**Exercise:** Produce a verbatim transcription of the records below, beginning at the line containing "of the windowsill" and ending at the final line; include only those lines.

**Point annotation records:**
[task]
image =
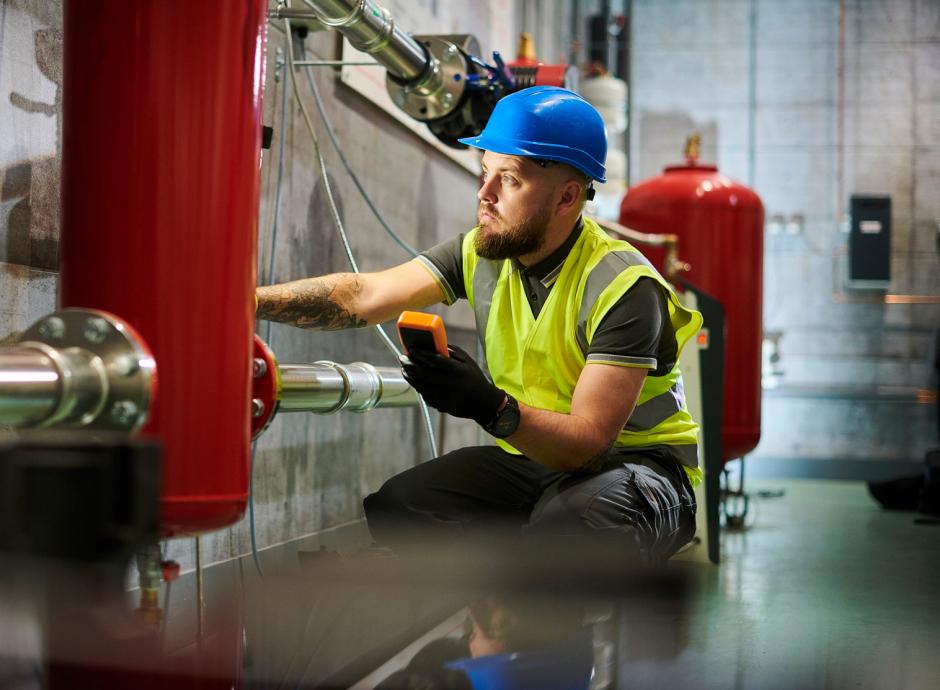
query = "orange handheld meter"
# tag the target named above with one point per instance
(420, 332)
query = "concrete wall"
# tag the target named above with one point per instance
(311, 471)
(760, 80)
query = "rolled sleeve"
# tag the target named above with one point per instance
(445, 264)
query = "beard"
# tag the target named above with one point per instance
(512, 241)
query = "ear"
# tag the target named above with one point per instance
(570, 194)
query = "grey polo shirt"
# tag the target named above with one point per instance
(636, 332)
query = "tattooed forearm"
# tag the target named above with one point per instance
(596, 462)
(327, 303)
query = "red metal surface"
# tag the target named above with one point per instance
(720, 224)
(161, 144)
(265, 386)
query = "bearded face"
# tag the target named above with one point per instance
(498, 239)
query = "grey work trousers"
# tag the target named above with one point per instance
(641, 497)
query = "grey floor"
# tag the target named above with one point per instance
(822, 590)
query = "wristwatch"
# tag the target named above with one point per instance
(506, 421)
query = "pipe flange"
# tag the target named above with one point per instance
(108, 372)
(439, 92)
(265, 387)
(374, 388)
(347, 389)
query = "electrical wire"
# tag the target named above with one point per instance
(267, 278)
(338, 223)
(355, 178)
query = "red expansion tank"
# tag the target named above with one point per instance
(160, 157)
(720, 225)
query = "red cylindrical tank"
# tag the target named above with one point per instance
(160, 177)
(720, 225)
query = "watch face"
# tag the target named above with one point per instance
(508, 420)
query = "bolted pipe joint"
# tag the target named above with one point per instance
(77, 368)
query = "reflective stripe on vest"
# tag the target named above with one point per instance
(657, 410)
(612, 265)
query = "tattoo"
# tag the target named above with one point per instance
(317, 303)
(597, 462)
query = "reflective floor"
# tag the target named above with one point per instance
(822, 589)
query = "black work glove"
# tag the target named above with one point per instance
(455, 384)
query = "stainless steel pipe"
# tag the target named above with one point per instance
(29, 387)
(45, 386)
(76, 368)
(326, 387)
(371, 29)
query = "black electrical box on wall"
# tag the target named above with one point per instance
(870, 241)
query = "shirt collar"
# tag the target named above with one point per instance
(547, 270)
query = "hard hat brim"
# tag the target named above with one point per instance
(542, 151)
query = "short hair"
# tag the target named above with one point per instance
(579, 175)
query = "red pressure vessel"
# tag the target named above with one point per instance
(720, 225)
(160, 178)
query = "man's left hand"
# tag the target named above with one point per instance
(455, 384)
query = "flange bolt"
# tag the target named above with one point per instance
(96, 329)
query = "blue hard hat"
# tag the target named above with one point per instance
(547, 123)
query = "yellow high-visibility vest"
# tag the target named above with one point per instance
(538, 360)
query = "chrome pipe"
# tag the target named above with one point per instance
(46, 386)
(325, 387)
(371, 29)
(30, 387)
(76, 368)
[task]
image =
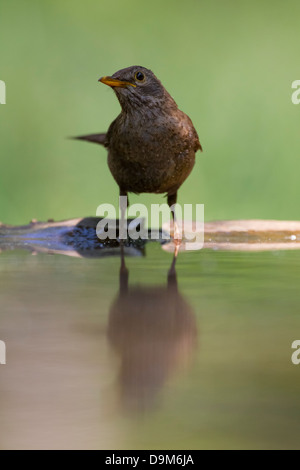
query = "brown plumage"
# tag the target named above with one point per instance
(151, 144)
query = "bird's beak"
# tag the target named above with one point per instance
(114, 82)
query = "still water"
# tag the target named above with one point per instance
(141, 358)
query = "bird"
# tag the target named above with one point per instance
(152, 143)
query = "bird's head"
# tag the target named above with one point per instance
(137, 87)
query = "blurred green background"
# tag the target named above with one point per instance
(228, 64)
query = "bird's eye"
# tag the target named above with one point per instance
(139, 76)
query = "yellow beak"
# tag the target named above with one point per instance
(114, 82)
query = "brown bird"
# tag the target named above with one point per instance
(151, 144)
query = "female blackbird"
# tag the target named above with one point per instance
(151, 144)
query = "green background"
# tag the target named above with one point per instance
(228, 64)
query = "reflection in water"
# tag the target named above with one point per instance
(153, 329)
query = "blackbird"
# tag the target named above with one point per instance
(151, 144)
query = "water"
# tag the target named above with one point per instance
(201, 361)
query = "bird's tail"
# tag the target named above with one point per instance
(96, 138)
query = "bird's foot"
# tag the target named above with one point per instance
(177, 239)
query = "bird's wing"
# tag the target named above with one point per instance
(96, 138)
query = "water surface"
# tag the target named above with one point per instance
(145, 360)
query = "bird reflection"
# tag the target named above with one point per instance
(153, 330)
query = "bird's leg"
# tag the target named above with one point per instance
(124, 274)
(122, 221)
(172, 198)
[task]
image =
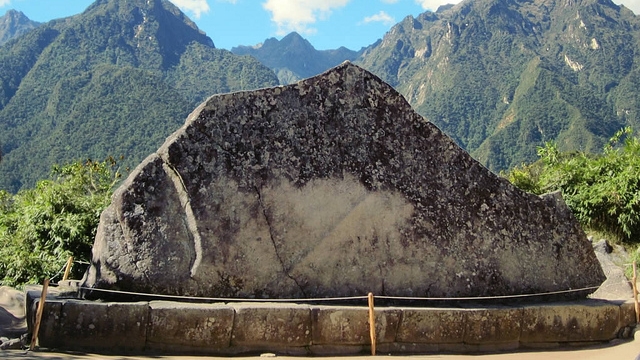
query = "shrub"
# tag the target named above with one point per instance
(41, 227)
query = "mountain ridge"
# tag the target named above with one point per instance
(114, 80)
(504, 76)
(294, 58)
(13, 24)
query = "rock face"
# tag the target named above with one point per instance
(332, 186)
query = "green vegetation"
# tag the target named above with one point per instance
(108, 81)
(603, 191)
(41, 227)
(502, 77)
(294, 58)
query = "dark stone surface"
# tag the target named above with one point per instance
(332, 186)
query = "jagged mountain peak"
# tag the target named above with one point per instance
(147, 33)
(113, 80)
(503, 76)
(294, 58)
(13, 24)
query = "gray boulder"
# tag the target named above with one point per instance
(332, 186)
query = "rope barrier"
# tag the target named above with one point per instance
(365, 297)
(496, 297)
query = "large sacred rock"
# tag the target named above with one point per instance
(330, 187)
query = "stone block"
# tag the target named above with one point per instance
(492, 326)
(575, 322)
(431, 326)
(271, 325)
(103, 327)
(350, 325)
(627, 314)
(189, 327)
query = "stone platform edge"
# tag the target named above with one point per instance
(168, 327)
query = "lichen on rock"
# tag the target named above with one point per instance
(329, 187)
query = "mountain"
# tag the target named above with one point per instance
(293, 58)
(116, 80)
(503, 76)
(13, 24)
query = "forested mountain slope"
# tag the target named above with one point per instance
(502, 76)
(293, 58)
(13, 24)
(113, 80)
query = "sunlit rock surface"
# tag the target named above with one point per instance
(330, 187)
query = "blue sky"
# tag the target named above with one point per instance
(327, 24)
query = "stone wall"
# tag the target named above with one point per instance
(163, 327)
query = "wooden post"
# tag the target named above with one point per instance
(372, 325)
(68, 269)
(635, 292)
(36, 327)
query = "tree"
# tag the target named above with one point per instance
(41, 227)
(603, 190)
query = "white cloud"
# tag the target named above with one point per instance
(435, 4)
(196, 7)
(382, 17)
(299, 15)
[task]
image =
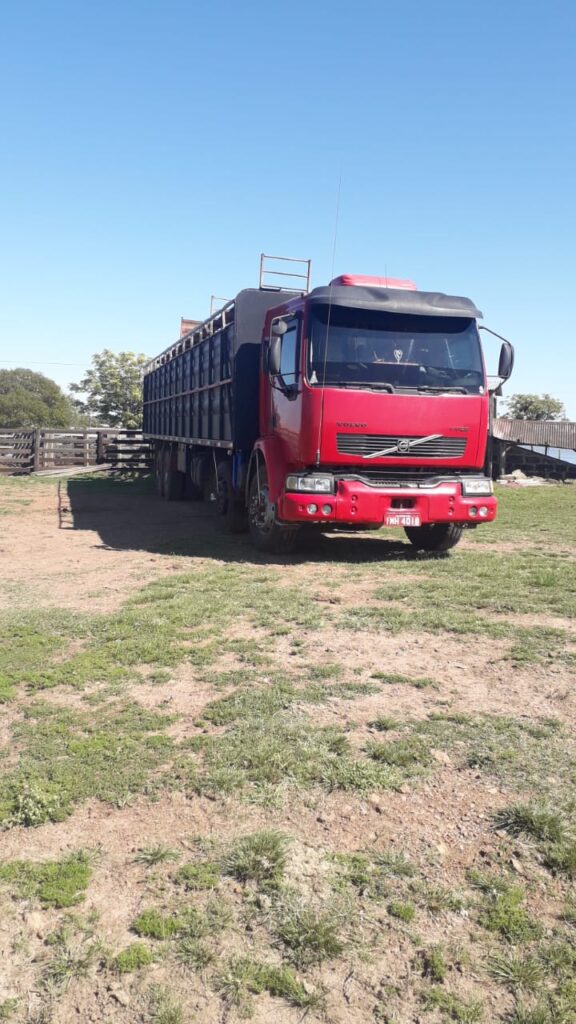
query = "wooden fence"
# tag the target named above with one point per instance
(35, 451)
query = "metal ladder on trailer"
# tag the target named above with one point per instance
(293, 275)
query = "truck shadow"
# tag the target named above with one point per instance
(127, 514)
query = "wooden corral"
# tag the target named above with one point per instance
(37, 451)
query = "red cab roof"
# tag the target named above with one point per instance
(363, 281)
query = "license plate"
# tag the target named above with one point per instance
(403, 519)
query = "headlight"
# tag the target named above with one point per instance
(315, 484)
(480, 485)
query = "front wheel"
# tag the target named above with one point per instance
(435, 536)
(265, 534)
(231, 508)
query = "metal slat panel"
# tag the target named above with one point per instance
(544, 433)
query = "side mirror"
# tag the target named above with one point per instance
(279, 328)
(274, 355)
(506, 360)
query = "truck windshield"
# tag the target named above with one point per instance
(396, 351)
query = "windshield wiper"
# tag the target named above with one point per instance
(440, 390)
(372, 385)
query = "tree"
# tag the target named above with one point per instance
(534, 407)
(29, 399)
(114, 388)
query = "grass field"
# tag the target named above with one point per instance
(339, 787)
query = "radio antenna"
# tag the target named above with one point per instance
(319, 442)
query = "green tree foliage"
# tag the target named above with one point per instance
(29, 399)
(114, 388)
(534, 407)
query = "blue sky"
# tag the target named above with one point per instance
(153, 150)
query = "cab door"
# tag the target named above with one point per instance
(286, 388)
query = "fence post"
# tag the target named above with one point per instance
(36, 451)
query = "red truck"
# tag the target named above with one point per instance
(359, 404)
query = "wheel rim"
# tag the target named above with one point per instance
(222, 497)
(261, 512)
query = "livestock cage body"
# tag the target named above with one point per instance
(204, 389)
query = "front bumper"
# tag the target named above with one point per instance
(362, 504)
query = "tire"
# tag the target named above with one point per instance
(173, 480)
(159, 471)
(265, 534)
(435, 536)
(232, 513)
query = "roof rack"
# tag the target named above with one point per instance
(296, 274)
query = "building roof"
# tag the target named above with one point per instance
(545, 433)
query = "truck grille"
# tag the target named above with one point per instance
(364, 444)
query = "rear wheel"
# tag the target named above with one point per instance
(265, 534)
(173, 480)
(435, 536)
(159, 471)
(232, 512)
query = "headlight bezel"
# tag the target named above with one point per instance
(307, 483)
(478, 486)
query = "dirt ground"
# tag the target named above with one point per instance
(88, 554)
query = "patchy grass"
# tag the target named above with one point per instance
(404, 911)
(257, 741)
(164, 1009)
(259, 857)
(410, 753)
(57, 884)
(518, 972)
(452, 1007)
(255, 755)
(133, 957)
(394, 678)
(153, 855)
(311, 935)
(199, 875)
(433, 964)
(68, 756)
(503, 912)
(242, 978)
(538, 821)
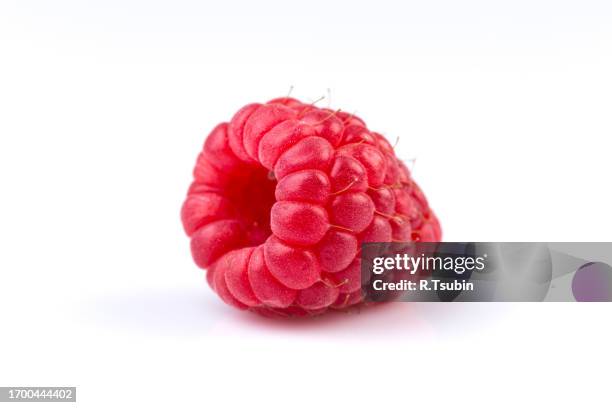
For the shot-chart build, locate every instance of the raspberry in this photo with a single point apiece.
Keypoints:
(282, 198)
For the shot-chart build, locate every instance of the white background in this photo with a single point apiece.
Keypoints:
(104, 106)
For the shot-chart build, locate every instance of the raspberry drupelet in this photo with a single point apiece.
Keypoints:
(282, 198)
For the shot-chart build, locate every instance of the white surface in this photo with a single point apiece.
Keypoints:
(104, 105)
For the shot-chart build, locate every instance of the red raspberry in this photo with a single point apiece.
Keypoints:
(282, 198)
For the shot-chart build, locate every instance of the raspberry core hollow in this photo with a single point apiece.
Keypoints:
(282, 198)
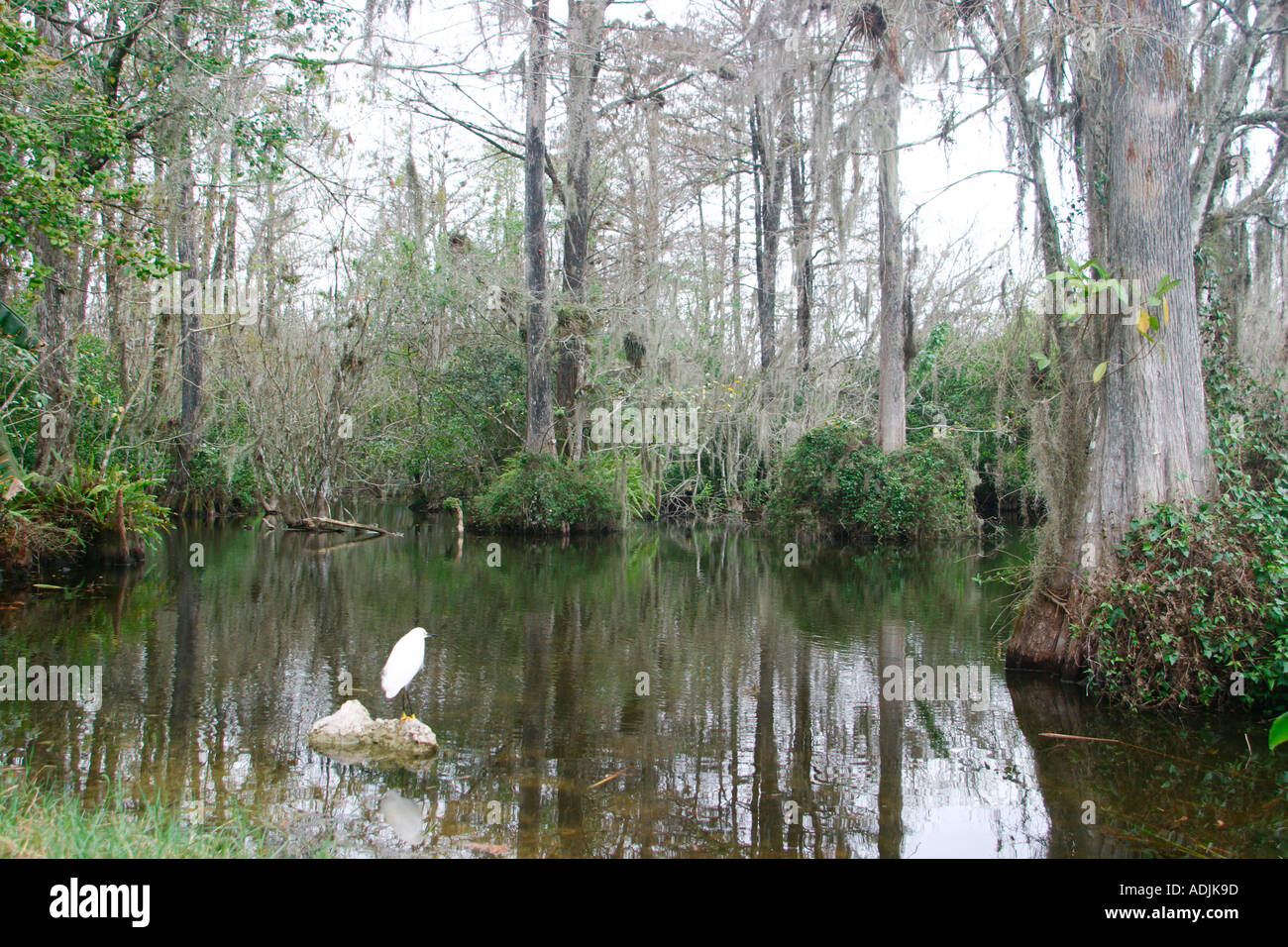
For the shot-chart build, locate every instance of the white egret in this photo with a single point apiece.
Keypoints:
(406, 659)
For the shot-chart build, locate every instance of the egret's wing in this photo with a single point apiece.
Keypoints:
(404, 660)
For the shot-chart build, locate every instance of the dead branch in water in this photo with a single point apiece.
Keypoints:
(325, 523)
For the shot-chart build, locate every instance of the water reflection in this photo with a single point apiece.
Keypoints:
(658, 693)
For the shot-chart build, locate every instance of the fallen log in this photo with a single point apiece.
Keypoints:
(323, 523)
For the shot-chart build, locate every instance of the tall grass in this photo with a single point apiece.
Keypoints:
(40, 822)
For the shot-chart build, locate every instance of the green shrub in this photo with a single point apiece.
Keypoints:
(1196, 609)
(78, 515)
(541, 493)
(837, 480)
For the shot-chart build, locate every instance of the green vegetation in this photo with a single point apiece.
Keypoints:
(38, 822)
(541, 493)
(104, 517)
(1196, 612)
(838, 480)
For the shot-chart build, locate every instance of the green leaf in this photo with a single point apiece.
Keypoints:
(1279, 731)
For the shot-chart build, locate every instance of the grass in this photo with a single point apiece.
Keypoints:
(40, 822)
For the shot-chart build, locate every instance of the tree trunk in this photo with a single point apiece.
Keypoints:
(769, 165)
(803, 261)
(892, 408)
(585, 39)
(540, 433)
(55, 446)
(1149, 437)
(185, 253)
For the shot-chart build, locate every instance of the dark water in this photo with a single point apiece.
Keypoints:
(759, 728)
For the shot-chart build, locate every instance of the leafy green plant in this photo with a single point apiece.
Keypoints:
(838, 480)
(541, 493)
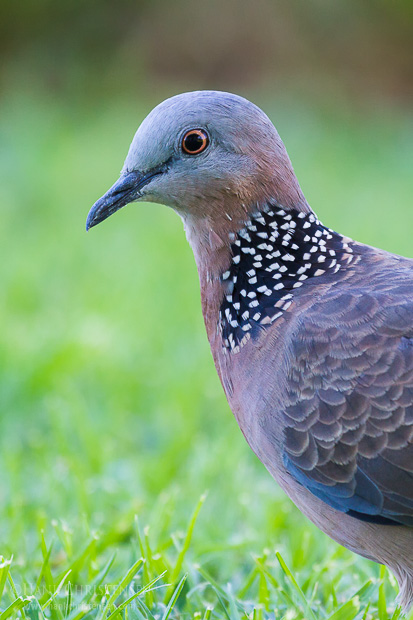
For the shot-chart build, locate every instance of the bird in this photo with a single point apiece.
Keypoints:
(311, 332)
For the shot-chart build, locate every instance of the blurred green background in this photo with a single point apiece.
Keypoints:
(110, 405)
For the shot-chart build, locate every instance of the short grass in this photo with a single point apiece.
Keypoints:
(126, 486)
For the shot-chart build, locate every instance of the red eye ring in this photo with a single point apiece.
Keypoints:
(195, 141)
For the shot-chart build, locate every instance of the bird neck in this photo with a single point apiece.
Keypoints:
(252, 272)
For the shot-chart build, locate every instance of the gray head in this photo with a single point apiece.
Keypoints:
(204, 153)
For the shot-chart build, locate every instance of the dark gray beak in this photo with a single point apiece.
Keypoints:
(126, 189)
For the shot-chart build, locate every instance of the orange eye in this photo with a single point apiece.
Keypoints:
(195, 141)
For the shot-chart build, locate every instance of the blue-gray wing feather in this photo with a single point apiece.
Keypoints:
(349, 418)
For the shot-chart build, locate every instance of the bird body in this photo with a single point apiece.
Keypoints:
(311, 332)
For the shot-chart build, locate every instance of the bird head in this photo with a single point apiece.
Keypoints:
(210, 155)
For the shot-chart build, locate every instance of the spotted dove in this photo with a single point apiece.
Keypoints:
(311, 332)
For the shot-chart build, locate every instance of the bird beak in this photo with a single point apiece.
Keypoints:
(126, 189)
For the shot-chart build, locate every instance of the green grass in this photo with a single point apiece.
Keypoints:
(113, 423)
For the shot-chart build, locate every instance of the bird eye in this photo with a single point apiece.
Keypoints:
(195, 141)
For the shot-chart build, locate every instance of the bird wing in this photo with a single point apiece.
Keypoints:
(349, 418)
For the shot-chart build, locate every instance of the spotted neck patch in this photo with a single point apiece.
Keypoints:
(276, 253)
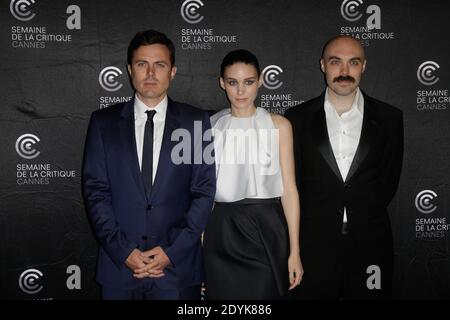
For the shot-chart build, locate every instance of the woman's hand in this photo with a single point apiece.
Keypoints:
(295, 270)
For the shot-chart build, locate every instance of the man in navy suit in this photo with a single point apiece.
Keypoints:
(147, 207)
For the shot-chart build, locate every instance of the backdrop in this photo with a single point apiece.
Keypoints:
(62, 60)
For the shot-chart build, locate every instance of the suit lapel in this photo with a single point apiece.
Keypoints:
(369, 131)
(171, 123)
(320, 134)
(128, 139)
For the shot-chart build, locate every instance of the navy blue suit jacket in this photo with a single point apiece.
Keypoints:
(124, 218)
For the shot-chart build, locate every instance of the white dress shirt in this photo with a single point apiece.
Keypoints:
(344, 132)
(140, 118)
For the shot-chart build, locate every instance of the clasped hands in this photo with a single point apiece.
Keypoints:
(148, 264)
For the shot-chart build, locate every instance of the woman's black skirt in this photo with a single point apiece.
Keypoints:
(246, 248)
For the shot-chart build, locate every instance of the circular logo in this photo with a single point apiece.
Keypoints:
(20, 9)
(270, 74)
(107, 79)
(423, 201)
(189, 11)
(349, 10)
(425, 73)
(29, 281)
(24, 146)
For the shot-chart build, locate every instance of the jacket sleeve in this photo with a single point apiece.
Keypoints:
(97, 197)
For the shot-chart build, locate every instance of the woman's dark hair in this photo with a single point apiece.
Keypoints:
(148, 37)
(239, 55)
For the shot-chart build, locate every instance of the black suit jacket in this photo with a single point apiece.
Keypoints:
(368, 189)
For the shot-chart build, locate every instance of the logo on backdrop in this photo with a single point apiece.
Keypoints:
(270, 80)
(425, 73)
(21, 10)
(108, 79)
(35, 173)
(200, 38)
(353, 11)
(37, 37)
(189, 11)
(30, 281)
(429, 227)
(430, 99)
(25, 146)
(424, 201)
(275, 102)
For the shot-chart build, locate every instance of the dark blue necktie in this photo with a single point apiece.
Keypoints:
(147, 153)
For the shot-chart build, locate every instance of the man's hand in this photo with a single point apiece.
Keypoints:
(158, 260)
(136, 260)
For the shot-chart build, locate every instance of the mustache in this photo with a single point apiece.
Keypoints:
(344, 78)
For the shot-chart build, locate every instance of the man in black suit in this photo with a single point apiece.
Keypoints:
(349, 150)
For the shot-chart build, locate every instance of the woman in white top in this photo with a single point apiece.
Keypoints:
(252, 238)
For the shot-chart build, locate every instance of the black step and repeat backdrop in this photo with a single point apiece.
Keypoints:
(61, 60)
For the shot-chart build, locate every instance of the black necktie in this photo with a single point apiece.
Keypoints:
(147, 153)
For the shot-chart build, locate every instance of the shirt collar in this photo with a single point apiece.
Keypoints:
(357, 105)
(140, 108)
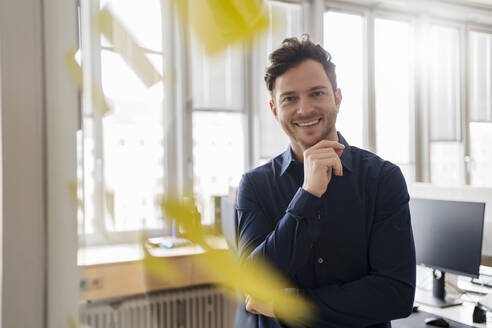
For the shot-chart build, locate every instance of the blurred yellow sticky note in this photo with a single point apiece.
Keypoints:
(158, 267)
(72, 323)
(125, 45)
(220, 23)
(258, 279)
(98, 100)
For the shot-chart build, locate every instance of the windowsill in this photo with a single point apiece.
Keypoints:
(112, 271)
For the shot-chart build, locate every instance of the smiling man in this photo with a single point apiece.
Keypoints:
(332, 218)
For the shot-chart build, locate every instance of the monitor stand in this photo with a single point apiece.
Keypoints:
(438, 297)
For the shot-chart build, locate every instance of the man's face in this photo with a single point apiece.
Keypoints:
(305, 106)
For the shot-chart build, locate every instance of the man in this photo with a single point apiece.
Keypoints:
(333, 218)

**Exercise solution:**
For the shot-chart build, locate every instance of the windowsill in this photo with a single point apiece.
Keypoints:
(112, 271)
For the shot-chart build, locate every instance of the smiling man in this photo with a single point apiece.
Keypoints:
(332, 218)
For the shot-chart build, locate every instance of the monitor stand in this photo with a single point apiece.
Keypoints:
(438, 297)
For the shot-chart build, locate every instance of the man's face in this photo with a single point apiece.
Keypoints:
(305, 106)
For the shot-chart build, locate every instance of the man in this photo with a single point apiece.
Keypoints:
(333, 218)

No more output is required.